--- begin Text ---

# My DIY Flexy Rack TV Stand



## jpgolf14

Hey guys,

I thought I'd share my new tv stand with you guys. I completed it a few weeks ago.

The design is based off the Flexy Rack style. If you are not familiar google it, lots of good info. I bought a new center channel speaker and it just wouldn't fit in my old tv stand. So it was time to build a new one.

The stand is 62" wide X 24" tall X 20" deep. The shelves are 3/4" Birch plywood. The four outside legs are 1" diameter thread-all and the inside legs are 1/2" thread-all.

BTW for size comparison, the tv is a 42". I know it looks really small on this stand. Its begging for a 65".

Mocked up.


















Finished and assembled.









In room and loaded.


----------



## bpape

Nice job. Looks really good.

Bryan


----------



## glaufman

Nice looking stuff! I especially like your choice of stain color. Great job!


----------



## ericld

Looks great. I might have wrapped the dowels with something. PVC tubing, and paint it. Copper pipe, polished or aged, but some polished aluminum would look killer.


----------



## Anthony

Looks good. I'm on my fourth flexy-design rack. It's a nice, simple system that any DIY'er can adapt to new gear, new rooms, new decor, etc.

--- end Text ---
--- begin Information shown ---

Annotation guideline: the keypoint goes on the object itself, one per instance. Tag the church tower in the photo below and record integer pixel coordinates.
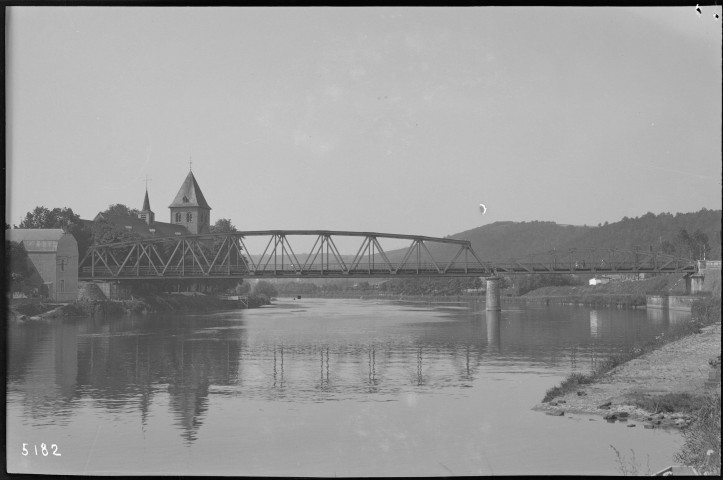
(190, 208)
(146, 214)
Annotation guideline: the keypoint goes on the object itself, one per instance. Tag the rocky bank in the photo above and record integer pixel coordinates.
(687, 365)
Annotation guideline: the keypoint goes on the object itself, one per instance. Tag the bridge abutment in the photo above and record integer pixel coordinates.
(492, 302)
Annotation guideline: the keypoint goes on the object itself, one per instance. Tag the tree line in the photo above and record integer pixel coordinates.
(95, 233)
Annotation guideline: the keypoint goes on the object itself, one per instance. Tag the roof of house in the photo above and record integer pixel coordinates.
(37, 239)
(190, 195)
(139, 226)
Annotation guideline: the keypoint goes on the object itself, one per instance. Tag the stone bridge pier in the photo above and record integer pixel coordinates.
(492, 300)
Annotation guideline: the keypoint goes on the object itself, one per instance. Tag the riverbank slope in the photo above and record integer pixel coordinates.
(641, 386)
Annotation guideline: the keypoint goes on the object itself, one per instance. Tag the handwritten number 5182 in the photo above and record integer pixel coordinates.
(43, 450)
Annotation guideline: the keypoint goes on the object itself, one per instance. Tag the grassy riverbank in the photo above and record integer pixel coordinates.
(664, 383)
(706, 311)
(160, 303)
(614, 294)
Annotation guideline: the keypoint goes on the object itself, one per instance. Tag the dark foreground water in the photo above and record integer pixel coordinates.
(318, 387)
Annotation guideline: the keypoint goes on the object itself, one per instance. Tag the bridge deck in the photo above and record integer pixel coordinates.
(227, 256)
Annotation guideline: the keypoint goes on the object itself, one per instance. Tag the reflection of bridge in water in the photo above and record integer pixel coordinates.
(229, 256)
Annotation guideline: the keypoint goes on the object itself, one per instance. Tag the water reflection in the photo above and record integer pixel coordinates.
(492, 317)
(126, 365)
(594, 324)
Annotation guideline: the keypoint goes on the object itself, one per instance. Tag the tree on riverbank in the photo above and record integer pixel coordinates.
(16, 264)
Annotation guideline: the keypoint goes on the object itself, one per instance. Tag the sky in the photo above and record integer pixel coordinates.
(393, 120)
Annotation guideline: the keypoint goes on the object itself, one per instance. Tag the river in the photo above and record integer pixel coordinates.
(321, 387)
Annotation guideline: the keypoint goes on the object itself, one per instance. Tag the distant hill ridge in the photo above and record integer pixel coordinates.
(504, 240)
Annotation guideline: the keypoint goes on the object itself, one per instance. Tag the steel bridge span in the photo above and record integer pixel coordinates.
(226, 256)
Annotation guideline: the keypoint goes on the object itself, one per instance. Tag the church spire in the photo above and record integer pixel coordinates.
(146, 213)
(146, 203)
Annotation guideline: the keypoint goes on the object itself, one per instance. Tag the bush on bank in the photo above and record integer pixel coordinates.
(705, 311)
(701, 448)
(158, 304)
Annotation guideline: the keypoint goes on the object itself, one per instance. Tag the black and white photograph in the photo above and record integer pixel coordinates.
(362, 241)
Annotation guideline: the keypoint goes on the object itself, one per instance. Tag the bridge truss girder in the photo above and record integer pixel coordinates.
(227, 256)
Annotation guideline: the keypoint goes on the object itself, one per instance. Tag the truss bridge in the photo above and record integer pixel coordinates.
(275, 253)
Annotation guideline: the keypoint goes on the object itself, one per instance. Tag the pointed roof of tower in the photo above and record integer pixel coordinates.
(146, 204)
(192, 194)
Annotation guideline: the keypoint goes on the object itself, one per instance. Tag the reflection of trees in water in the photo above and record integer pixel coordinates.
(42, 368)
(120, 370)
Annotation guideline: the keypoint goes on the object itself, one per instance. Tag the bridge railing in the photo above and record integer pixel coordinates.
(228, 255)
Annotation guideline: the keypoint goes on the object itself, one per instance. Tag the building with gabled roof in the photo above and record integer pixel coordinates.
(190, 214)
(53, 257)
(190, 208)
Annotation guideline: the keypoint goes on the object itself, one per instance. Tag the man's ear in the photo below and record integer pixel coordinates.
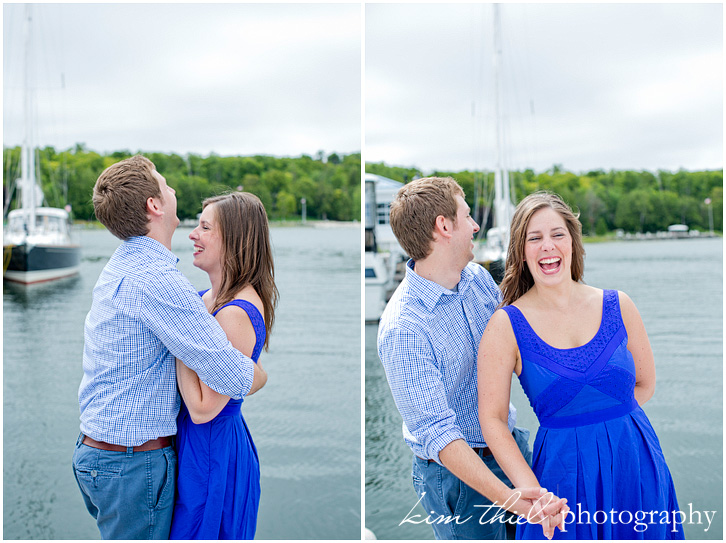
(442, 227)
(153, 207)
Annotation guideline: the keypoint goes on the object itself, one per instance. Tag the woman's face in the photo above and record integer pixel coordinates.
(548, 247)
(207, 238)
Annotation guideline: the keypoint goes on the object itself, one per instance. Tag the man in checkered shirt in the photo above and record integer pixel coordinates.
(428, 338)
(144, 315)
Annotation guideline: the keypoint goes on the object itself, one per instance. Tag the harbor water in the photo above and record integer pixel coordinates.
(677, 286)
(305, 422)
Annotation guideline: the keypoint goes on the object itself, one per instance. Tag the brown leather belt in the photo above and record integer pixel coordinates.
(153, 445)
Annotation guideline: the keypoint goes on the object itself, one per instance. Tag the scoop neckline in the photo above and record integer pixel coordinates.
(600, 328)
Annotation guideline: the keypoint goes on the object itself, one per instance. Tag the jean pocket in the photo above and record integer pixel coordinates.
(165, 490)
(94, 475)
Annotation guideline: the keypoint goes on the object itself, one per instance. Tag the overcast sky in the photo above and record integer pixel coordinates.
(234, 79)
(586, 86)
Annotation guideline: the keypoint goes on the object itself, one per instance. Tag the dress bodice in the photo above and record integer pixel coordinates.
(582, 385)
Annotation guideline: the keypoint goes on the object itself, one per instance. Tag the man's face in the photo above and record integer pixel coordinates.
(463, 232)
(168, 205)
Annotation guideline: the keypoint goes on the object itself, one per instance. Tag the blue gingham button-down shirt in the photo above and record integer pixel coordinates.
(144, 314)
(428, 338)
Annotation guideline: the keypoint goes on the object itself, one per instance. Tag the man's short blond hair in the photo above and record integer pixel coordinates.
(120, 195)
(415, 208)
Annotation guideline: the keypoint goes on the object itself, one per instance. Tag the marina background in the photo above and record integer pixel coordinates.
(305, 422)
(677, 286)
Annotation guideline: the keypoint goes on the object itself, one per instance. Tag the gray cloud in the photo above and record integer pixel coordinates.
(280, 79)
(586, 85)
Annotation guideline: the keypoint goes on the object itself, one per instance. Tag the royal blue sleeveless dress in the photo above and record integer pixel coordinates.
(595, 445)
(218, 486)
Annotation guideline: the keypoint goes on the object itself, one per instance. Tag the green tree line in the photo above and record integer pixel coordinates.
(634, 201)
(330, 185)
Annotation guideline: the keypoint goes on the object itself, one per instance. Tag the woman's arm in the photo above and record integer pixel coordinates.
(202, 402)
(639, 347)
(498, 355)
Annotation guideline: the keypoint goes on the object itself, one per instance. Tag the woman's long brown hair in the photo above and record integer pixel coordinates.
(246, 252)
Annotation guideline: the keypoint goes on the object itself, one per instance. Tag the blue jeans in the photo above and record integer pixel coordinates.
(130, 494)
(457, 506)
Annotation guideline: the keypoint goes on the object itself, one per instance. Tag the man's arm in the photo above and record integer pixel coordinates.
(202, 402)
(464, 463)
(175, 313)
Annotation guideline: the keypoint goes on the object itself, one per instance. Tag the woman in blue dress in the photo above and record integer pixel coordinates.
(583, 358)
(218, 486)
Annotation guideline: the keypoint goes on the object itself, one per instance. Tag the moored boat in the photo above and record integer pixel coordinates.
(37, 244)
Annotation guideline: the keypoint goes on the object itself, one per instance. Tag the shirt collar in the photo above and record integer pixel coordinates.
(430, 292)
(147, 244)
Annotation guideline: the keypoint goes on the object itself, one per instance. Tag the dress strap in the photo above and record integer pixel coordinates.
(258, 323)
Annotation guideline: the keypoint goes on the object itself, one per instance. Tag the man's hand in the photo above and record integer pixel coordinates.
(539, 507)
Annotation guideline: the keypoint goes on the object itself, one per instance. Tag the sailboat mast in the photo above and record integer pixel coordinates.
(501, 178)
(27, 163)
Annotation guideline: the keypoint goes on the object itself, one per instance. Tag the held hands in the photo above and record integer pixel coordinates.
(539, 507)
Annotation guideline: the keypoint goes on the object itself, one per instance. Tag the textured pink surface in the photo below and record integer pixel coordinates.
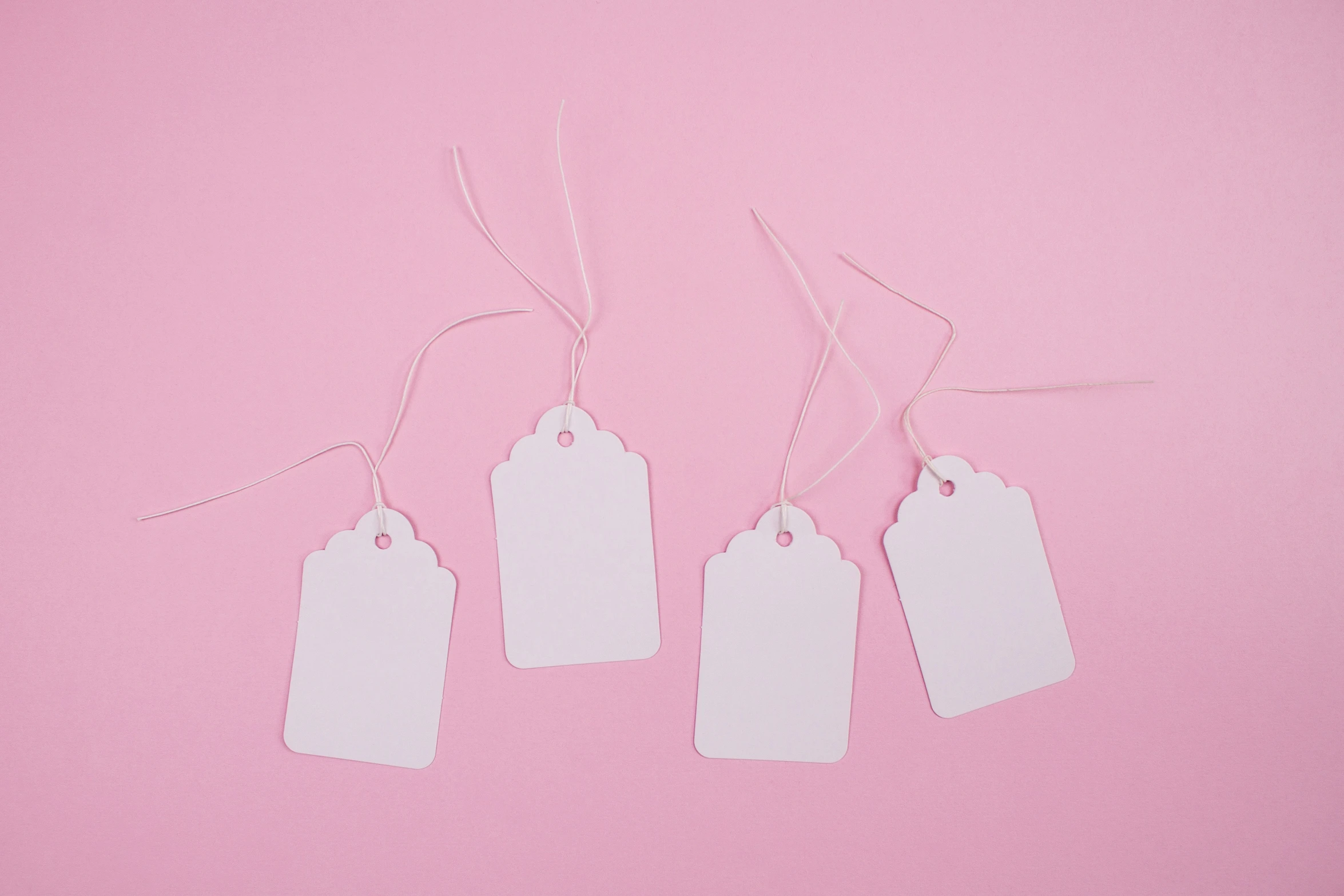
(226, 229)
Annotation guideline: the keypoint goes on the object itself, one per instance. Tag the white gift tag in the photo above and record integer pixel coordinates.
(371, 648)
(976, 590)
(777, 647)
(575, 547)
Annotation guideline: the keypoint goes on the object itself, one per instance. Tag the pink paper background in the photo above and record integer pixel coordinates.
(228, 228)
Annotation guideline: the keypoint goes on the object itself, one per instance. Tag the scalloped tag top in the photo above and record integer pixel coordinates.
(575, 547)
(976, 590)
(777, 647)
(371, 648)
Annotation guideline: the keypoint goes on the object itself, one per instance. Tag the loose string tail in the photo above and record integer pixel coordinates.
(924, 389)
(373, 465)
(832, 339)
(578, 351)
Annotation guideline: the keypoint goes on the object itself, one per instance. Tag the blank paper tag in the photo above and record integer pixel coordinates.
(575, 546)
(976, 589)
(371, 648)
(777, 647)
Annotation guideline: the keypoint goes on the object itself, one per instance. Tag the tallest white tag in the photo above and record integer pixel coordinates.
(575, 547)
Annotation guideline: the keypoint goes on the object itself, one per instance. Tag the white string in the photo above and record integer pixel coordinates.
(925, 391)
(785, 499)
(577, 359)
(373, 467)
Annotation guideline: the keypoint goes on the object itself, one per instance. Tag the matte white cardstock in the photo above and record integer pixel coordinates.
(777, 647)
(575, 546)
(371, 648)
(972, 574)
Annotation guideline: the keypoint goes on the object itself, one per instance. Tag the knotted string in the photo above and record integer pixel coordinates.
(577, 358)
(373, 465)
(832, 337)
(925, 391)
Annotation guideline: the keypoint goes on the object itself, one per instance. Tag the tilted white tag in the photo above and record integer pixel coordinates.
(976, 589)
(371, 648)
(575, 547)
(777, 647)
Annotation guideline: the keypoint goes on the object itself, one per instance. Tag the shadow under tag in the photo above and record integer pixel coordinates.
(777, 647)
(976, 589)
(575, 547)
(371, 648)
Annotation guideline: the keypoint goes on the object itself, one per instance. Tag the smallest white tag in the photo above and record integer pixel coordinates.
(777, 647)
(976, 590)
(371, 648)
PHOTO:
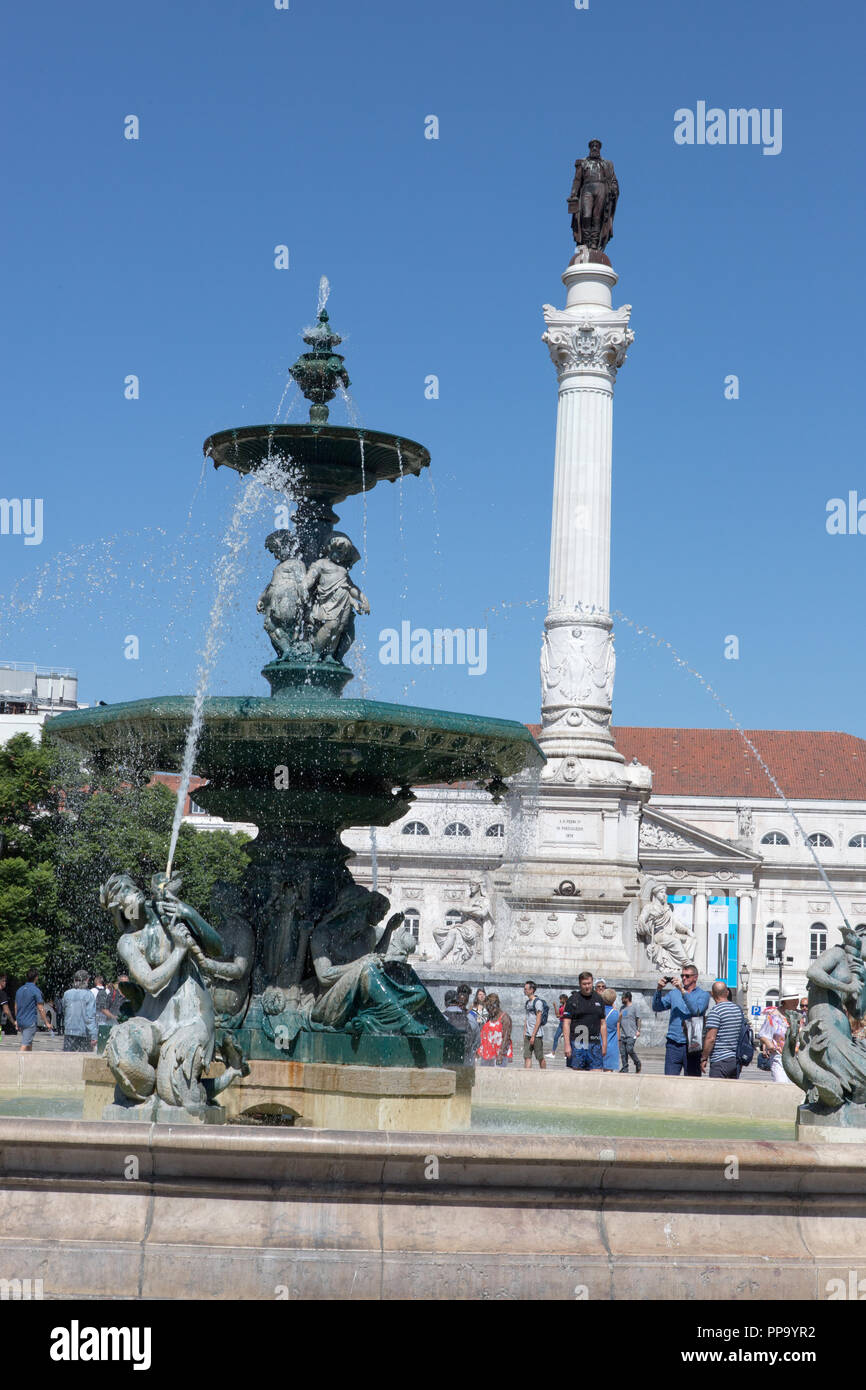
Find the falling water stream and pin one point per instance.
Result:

--- end Information shown ---

**Requirements:**
• a. Can you repeat, word for word, the part of the TV stand thread that begins at "# My DIY Flexy" and stops after "build a new one."?
• b. What comes next in the TV stand thread? Continue it, starting right after its final sentence.
The listing has no connection to the TV stand thread.

**The replies:**
• a.
# My DIY Flexy Rack TV Stand



## jpgolf14

Hey guys,

I thought I'd share my new tv stand with you guys. I completed it a few weeks ago.

The design is based off the Flexy Rack style. If you are not familiar google it, lots of good info. I bought a new center channel speaker and it just wouldn't fit in my old tv stand. So it was time to build a new one.

• b.
----------



## jpgolf14

ericld said:


> Looks great. I might have wrapped the dowels with something. PVC tubing, and paint it. Copper pipe, polished or aged, but some polished aluminum would look killer.


I thought about doing something like that, but I ended up liking the color scheme and industrial look that I have.


----------



## Anthony

My current rack has the PVC tubing and I will chime in.

1) You lose the infinite adjustability for new gear (but setting height is easier)
2) I have not gotten paint to stick reliably to PVC and be wear-resistant. I finally got a good bond on mine, but any little ding and the paint flakes off.

I am still happy, since my wife wanted to tone down the industrial look and the painted tubes did that -- but it's still a compromise.

Just FYI.


----------



## Fortin's H.T room

You did a good job on that.


----------



## bassman_soundking

wow thats cool, same threaded ror as I usded on my friends comp sub box for bracing. I never thought of that. Looks great!


----------



## jpgolf14

bassman_soundking said:


> wow thats cool, same threaded ror as I usded on my friends comp sub box for bracing. I never thought of that. Looks great!


Any pics of that sub box? Sounds pretty cool.


----------



## bassman_soundking

I wish I had. He took it away as soon as I was finished. I have made many boxes over the years, and nly recently have I started to take pics. Mostly of my own personal ones. I have never done the threaded rods on my stuff, as I dont compete in car audio. When I decide to make a new stand for my bedroom theater I will probably make it like yours


----------



## s52e368

very nice looking . what was you total material cost?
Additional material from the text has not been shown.